▸ Directions: Copy the result of filtering the entries below for lines that include the string "gown".

▸ Available records:
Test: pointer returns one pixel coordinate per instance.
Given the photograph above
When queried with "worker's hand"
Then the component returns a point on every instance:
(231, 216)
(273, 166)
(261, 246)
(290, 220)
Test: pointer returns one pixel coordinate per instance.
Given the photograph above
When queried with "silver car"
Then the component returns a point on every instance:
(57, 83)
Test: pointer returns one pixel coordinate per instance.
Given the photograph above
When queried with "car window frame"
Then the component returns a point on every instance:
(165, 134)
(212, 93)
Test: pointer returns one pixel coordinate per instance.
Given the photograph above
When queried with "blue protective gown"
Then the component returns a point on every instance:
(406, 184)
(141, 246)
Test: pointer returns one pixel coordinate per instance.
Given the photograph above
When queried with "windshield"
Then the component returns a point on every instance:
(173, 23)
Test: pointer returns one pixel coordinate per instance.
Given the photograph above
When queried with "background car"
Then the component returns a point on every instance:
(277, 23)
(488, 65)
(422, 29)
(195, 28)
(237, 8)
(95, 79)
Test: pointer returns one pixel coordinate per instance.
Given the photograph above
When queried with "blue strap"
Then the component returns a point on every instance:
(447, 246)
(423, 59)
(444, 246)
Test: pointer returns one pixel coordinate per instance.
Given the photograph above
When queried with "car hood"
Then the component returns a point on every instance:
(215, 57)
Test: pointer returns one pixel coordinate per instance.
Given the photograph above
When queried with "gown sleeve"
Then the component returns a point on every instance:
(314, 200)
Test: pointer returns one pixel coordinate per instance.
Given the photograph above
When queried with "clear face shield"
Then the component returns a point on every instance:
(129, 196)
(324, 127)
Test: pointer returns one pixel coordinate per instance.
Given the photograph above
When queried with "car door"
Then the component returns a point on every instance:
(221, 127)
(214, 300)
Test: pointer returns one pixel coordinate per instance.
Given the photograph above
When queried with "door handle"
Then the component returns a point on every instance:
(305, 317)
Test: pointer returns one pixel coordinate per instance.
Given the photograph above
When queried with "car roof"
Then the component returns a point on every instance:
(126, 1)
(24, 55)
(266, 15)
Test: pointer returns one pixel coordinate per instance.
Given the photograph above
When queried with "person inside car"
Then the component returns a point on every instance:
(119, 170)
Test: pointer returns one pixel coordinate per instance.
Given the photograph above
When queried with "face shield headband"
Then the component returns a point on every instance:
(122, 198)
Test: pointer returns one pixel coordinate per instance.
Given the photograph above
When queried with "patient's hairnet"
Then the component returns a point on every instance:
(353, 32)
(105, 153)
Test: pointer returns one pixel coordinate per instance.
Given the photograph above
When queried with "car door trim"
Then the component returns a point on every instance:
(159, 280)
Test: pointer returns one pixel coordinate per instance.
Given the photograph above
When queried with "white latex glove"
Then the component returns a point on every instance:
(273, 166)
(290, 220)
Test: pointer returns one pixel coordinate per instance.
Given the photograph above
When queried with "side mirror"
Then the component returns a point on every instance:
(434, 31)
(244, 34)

▸ Completed exercise:
When queried with "blue protective gown"
When queried with "gown sleeve"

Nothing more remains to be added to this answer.